* _What you are asked to do_
From the entries below, copy exactly the lines from the one that contains "Then locate the dog's tongue, one" through the one that contains "Then locate the black jacket, one", both included, and only those.

* _Record set_
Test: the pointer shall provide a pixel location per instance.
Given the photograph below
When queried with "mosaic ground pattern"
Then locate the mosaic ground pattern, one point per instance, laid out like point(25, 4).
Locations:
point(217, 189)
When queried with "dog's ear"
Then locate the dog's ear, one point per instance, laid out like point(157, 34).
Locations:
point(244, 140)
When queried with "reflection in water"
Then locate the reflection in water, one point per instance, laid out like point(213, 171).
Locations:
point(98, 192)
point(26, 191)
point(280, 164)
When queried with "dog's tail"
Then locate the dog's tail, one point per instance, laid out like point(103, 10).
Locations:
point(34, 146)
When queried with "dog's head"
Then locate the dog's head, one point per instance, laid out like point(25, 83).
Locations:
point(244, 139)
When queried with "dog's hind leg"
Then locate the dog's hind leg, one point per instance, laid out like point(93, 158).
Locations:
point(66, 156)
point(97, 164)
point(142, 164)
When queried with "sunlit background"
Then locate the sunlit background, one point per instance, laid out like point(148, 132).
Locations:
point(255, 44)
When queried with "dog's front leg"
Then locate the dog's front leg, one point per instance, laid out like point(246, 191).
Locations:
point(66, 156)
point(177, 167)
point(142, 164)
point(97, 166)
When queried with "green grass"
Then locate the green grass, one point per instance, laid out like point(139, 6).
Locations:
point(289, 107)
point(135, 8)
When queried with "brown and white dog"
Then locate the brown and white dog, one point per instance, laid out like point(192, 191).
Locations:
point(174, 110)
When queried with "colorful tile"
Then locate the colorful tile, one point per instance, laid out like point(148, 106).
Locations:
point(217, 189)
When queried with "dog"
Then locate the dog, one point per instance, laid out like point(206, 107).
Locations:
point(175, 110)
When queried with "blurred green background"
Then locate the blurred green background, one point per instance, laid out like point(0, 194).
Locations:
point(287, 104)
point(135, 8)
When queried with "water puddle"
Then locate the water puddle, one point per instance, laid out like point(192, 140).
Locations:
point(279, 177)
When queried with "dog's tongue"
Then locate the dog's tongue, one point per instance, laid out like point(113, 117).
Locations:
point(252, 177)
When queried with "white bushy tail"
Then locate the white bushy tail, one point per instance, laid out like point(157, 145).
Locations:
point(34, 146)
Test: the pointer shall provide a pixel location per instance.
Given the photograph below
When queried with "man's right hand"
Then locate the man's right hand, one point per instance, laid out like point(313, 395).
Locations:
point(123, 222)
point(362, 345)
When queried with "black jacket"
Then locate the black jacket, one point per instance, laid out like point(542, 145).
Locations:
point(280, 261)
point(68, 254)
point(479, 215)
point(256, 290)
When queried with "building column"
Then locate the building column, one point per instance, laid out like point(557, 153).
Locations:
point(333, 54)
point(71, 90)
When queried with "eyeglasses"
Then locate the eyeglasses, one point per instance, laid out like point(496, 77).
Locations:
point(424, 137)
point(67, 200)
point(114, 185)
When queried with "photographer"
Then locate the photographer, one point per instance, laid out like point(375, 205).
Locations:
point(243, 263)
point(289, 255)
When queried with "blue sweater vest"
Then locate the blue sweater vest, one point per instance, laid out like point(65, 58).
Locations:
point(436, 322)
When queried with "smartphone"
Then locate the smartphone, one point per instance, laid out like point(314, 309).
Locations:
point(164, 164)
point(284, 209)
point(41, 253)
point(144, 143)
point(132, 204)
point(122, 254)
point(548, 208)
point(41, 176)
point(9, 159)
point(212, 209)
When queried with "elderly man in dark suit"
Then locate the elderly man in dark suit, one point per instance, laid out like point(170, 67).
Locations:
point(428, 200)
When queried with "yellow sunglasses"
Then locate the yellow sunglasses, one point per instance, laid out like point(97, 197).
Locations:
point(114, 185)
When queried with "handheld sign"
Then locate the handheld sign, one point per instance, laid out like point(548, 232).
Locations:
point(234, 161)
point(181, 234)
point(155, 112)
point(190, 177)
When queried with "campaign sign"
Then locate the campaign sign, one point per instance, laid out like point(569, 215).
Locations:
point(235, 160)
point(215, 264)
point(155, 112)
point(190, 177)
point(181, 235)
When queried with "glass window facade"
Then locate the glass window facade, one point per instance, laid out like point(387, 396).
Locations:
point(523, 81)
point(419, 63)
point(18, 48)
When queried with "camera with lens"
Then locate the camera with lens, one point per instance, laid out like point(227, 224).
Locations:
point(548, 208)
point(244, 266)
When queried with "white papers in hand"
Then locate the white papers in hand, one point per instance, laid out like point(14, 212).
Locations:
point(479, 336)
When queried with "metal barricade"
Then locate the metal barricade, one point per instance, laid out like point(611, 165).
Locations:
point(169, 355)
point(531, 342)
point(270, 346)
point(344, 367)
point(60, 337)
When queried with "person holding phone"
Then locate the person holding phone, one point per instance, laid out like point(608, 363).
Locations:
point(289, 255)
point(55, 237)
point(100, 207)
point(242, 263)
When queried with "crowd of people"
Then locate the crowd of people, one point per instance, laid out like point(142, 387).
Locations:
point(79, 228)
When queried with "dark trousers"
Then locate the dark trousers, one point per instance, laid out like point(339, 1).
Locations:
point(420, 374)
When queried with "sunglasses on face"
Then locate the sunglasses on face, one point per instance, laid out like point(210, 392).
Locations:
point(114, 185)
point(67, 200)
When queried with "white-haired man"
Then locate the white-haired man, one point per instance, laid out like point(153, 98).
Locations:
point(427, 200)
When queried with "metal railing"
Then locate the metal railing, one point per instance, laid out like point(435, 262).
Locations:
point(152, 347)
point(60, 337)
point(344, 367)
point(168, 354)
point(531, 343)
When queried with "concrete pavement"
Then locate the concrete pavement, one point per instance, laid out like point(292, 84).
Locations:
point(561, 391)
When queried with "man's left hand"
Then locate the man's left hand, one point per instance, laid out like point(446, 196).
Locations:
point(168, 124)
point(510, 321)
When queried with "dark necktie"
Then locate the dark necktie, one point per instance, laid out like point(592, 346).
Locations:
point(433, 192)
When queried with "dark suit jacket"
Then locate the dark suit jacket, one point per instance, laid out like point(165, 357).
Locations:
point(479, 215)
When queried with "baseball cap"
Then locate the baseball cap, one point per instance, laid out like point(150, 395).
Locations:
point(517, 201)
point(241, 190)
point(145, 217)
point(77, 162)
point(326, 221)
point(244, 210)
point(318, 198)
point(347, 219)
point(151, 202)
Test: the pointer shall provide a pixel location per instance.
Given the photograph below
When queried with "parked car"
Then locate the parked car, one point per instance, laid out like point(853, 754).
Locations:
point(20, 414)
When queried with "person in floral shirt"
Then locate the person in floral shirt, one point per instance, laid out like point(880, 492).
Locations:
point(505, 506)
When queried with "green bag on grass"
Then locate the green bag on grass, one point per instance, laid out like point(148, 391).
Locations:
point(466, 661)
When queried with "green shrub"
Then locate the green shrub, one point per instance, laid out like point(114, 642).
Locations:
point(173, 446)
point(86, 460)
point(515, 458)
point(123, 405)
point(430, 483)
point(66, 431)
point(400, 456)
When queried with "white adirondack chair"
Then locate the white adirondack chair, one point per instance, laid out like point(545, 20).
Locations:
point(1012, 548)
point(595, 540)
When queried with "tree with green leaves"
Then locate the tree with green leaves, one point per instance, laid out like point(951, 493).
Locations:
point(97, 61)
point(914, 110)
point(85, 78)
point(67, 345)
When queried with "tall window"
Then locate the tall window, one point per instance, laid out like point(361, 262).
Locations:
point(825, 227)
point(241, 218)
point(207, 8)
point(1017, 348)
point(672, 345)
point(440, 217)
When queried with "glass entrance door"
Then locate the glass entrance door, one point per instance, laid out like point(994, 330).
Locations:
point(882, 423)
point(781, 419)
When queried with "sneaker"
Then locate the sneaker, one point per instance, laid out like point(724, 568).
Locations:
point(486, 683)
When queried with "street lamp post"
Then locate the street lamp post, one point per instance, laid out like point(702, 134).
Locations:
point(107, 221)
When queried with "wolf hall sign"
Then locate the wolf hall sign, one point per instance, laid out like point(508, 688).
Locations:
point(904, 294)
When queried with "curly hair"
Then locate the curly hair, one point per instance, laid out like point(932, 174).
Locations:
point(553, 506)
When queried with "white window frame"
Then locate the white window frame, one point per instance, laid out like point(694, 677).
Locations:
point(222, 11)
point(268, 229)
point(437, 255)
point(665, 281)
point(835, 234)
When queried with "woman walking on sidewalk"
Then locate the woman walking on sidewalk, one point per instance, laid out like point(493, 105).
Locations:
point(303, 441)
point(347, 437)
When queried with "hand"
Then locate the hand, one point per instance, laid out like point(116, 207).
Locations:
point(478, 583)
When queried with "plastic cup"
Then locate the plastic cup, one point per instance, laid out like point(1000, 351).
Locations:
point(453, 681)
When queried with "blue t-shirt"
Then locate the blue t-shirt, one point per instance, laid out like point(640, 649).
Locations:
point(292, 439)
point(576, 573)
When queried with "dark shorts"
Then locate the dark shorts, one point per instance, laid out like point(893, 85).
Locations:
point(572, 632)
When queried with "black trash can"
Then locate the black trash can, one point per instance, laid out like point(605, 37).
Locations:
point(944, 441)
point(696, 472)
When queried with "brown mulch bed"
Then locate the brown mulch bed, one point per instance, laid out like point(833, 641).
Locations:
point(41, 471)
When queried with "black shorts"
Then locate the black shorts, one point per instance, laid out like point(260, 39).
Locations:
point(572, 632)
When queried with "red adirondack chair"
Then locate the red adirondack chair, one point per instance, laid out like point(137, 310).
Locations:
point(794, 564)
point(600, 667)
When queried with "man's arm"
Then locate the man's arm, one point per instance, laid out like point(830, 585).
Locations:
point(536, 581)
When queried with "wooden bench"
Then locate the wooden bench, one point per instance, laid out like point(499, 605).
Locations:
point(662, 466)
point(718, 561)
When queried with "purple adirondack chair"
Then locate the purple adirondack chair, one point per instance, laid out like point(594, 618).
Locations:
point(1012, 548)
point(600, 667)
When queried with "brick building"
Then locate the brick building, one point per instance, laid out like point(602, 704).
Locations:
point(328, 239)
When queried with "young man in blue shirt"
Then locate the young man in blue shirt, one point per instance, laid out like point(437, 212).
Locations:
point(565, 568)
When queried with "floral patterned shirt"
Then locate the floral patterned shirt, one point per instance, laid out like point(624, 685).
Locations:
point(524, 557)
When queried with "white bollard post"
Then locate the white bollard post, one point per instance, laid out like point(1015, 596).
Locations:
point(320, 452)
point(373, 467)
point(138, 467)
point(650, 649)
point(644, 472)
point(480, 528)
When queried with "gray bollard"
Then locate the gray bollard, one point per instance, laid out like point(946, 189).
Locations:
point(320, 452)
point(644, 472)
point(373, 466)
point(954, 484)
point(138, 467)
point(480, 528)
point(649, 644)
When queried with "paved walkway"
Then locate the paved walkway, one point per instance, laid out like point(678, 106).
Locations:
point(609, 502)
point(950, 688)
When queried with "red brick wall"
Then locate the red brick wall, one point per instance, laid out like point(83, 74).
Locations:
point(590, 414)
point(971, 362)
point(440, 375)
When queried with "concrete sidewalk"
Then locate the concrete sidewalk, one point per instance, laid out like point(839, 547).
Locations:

* _Solution below_
Then locate the dog's tongue, one point per instance, laid out like point(113, 117).
Locations:
point(252, 177)
When queried with "white bushy tail"
Then locate the white bushy tail, one point per instance, laid out like point(157, 145).
Locations:
point(34, 146)
Test: the pointer shall provide a pixel location per instance.
Given the photograph below
When queried with "man's right hand"
Then locate the man's right hand, one point per instance, laid out like point(313, 395).
Locations:
point(123, 222)
point(362, 345)
When queried with "black jacket"
Then locate the black jacket, one point per instance, laid out like point(542, 145).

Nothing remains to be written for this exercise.